— Source extract —
# # # # #

# Random Review of the Day



## RobertJTh (Sep 19, 2021)

Maybe it's a fun idea to have a thread with short reviews of the things we listen to. Can be recent releases or just anything that's on one's play list.

I'll start with this one, praised by Hurwitz so that set off some alarm bells.










As the cheapskate I am, I listened to it at youtube, thanks to the kind people from the Lille orchestra, who made the entire performance available.
It certainly deserves some of the praise it got. Orchestral playing is more than fine, apparently even French provincial bands have gotten so good that they can play this insanely complicated score without blinking an eye. And it's like Bloch wants to show you exactly that: listen how great my players are! Every detail is audible, it's like the score unfolds before your eyes - or ears. Nothing is relegated to the background. And that's where I feel lies the problem with this recording. While Bloch displays a lot of senstitivity in his use of rubato, he often seems to forget where the main tunes are. There are spots in the middle movements where the texture is just a jungle of contrapuntal lines, without the necessary emphasis on the big themes. Climaxes are rather underplayed too, because Bloch wants you to hear everything and perfect transparency isn't always compatible with maximum expression.
The tempi are on the swift side, which works well most of the time, but I find the 2nd Nachtmusik too hurried.
It's still a fine addition to the Mahler discography - but I won't trade Chailly (Concertgebouw) for this one.


----------

# # # # #

— Information supplied —
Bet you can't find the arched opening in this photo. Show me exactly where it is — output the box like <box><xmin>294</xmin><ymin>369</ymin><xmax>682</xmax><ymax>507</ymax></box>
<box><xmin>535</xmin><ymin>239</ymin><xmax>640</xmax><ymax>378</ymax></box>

# # # # #

— Exercise A —
How would you sum up the forum post in two sentences?
— Exercise B —
According to the forum post, what recording would the poster not trade for the Bloch performance?
The material has no connection to the forum post.

— Correct output A —
The poster suggests a thread of short reviews and reviews a Mahler performance by Bloch and the Lille orchestra, praising the orchestral playing, the audibility of every detail, and the sensitive use of rubato. The poster also finds that the focus on transparency loses the main themes and underplays the climaxes, thinks the 2nd Nachtmusik is too hurried, and would still not trade Chailly (Concertgebouw) for this recording.

— Correct output B —
Chailly's recording with the Concertgebouw.